PROBLEM DESCRIPTION → Copy the records below, starting at the line that contains "Target: textured fabric glove" and running through the end of the records. Swap "glove" for "mitten" and leave everything else as it is.

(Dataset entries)
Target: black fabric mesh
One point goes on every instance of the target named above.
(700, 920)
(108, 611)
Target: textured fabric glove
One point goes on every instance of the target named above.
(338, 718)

REPLY →
Target: textured fabric mitten
One point goes on every instance of the target named above.
(338, 718)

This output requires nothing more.